** Source data follows **

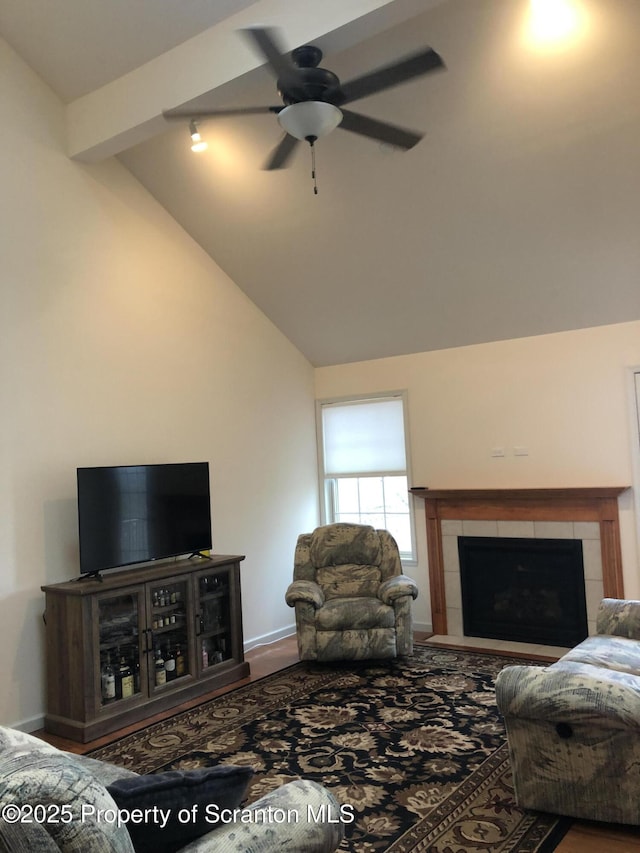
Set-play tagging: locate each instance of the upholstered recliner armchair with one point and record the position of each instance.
(351, 599)
(574, 727)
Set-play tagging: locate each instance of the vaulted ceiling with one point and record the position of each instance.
(516, 214)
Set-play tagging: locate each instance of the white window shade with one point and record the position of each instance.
(364, 437)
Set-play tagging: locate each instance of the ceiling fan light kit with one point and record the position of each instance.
(309, 120)
(313, 98)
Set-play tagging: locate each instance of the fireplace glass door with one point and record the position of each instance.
(525, 590)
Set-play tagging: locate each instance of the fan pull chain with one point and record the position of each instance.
(313, 168)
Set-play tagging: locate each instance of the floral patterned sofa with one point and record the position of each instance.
(351, 599)
(574, 727)
(54, 802)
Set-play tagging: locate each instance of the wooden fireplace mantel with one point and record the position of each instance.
(559, 504)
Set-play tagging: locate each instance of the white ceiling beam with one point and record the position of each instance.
(129, 110)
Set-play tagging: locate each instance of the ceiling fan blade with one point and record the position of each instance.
(281, 153)
(391, 75)
(186, 112)
(268, 44)
(392, 134)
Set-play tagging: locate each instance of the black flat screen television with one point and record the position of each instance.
(138, 513)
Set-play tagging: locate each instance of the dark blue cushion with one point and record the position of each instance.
(178, 792)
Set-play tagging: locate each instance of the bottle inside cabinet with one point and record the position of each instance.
(119, 645)
(170, 633)
(215, 618)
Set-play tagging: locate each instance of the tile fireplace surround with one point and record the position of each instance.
(588, 514)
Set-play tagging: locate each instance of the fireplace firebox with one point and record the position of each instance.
(524, 590)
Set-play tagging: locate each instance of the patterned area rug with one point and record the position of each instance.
(417, 748)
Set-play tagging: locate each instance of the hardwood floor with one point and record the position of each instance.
(583, 837)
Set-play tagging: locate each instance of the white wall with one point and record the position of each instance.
(565, 397)
(123, 343)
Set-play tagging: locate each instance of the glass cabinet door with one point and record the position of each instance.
(214, 608)
(119, 619)
(171, 658)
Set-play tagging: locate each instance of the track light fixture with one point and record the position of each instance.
(197, 142)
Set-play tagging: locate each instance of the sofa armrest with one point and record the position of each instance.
(397, 587)
(619, 617)
(570, 693)
(308, 591)
(300, 815)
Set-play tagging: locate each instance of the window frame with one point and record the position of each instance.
(328, 485)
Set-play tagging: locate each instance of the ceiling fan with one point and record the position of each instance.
(313, 98)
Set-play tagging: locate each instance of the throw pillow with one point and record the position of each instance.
(168, 810)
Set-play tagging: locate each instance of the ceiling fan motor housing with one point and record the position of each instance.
(311, 83)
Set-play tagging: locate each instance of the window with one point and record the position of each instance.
(364, 465)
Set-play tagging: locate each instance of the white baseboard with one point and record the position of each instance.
(271, 637)
(29, 726)
(290, 630)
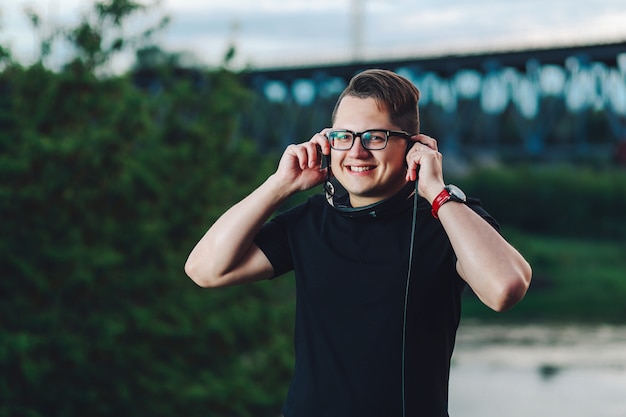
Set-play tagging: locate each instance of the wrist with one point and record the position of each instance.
(449, 193)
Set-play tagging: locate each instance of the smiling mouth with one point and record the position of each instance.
(359, 169)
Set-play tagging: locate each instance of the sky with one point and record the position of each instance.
(278, 33)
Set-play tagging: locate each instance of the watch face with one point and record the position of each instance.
(456, 193)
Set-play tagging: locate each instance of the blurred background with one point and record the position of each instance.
(127, 128)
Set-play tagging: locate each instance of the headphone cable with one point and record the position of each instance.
(406, 301)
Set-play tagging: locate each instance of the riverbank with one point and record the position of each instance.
(538, 369)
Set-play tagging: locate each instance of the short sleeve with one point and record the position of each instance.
(273, 241)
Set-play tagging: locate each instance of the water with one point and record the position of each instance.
(539, 371)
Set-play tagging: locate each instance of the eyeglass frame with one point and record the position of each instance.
(388, 134)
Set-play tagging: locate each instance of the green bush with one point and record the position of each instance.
(104, 190)
(559, 201)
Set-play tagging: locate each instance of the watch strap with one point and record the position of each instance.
(442, 198)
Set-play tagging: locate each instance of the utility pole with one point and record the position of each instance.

** End of Source data **

▸ **Your task**
Give back every line of the material exactly as written, but not the pictures.

▸ **Answer to the exercise**
Set-play tagging: locate each instance of the upholstered recliner armchair with one point and record the position of each instance.
(351, 599)
(574, 727)
Set-play tagging: locate each instance of the vaulted ceiling with one point and record the position of each instance.
(516, 214)
Set-play tagging: locate each instance of the white window shade with one point and record the position of each instance.
(364, 437)
Set-play tagging: locate each instance of the ceiling fan light kit with one point and record the position of each instance.
(309, 120)
(313, 98)
Set-play tagging: locate each instance of the fireplace glass door with one point and record the position of each instance.
(525, 590)
Set-play tagging: locate each instance of the fan pull chain with one point and record the position of each instance.
(313, 168)
Set-play tagging: locate each instance of the floral patterned sofa with one point and record the position of each instance.
(351, 599)
(574, 727)
(54, 802)
Set-play tagging: locate each instance of the wooden fireplace mantel with one point and record the position of each instance.
(559, 504)
Set-play tagging: locate each instance of the white ceiling beam with one point and record the position of each instance.
(129, 110)
Set-play tagging: locate each instance of the ceiling fan blade with one point and record the position of each instance.
(281, 153)
(391, 75)
(186, 112)
(268, 44)
(392, 134)
Set-play tagging: locate each instance of the black flat screen television with one point and record the position of each instance.
(138, 513)
Set-play tagging: locate each instance of the dark blue cushion with one point and record the position of each instance.
(178, 792)
Set-play tagging: locate each instance of the bottle inside cabinet with one point and record the position of each instance.
(119, 645)
(170, 633)
(215, 618)
Set-play tagging: locate each instance of the tile fireplace surround with one point and record the position of each instance.
(588, 514)
Set-play tagging: locate each instance of the fireplace firebox with one point and record the position of each instance.
(524, 590)
Set-play tagging: locate each instance of the patterned area rug with one point and record the position of each instance.
(417, 748)
Set-play tagging: locate each instance of the hardwood floor with one point and record the position of each instance.
(583, 837)
Set-play tagging: locate each instance of the white wall with one point and record the position of each instance.
(565, 397)
(123, 343)
Set-play tagging: locate each instance of the glass cabinet door with one point and record the position of each instance.
(214, 608)
(119, 619)
(171, 658)
Set-play tagging: locate each instance of the track light fixture with one point and record the position of each instance.
(197, 142)
Set-play tagging: locate each instance of the sofa armrest with one point and record the position of each instance.
(397, 587)
(619, 617)
(570, 693)
(308, 591)
(300, 815)
Set-play tagging: locate each instance of the window frame with one point and record the position of each instance.
(328, 485)
Set-play tagging: locate each instance of the ceiling fan with one point and record the position of each instance.
(313, 98)
Set-play tagging: locate each instance of the throw pillow with one point and record the position of each instance.
(168, 810)
Set-play tagging: locate each instance of the ceiling fan motor housing with one point and record the position of each instance.
(311, 83)
Set-play tagging: locate each instance of the window with one point and record the position of each instance.
(364, 465)
Set-play tagging: locate each instance of the white baseboard with one point and record the position of each instance.
(271, 637)
(29, 726)
(290, 630)
Set-play tagging: locate each instance of the wrist with one point and record the position of each instance.
(449, 193)
Set-play tagging: locate each instance of the smiling mouth with one point and record the position of each instance.
(359, 169)
Set-play tagging: locate each instance of the sky with one point and record the position of each instance.
(278, 33)
Set-play tagging: locate each instance of the watch face with one point and record the position of each instance.
(456, 193)
Set-play tagging: locate each instance of the blurred background with one point and record the position of each instance.
(127, 128)
Set-play tagging: locate each instance of the headphone cable with one point and record the position of each instance.
(406, 301)
Set-play tagging: locate each instance of the riverbank with one point and record the position of each instance.
(538, 369)
Set-play tagging: locate each instance of the short sleeve with one point and record the position of each instance.
(273, 241)
Set-play tagging: locate each instance of the water with one point and record the position of each instance.
(539, 371)
Set-play tagging: locate each instance of the eyeglass frame with one point and record the position of each instance.
(388, 134)
Set-play tagging: locate each instance of the green bush with one point and record the position of each instance.
(104, 190)
(559, 201)
Set-play tagging: locate each instance of the watch strap with one point and record the position of each instance.
(442, 198)
Set-play tagging: locate each instance of the utility pole with one point and record the position of each instance.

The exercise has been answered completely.